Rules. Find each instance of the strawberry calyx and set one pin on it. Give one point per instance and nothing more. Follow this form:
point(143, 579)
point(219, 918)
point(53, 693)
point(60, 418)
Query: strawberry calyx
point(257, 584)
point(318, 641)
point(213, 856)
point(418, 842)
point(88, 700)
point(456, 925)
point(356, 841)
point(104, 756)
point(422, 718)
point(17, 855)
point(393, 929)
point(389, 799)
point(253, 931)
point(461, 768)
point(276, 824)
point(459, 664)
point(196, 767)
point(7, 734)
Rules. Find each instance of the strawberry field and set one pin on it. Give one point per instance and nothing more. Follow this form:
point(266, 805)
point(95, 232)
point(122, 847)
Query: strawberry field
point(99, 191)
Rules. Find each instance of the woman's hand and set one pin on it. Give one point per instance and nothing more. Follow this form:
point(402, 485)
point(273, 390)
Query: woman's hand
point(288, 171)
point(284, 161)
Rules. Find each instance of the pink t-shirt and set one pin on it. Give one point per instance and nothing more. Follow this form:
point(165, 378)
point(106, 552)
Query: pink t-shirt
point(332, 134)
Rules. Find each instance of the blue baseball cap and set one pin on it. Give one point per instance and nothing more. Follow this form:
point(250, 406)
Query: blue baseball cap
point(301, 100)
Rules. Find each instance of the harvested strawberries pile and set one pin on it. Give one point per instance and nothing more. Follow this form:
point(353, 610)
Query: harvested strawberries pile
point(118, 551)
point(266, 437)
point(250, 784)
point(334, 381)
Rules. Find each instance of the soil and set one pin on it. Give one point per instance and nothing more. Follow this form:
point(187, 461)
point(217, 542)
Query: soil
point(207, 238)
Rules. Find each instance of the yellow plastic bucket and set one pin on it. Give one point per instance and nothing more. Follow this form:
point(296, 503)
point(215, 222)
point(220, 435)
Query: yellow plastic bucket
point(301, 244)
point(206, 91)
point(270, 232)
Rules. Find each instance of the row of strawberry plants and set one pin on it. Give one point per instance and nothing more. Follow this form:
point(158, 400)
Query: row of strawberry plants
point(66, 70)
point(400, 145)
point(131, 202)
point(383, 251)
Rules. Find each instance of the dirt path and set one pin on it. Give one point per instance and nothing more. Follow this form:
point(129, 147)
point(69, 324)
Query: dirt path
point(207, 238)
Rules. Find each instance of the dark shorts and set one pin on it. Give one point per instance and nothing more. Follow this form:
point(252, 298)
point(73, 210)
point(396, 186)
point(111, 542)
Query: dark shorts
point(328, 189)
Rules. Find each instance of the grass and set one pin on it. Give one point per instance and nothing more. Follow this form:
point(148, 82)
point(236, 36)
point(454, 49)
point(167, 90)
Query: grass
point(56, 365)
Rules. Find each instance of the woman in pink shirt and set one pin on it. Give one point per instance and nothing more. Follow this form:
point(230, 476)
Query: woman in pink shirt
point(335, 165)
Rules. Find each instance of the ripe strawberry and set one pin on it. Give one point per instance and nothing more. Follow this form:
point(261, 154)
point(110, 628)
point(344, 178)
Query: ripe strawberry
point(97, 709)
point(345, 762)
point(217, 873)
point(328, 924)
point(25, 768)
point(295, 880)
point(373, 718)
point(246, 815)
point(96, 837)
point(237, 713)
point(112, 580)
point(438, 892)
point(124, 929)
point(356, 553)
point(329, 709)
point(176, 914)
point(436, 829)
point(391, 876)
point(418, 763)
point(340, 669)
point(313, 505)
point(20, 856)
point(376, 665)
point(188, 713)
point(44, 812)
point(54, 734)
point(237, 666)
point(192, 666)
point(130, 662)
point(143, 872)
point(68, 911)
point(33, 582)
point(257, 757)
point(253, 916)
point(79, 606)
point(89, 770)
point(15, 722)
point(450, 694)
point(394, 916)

★ ★ ★ ★ ★

All lines from the opening of the listing above through the line that contains "point(60, 418)" should be given again exactly, and nothing more.

> [Answer section]:
Rules. Find each instance of the strawberry calyx and set one pin on it. Give one point per instance and nothing more. Follow this form:
point(143, 579)
point(219, 918)
point(53, 693)
point(60, 418)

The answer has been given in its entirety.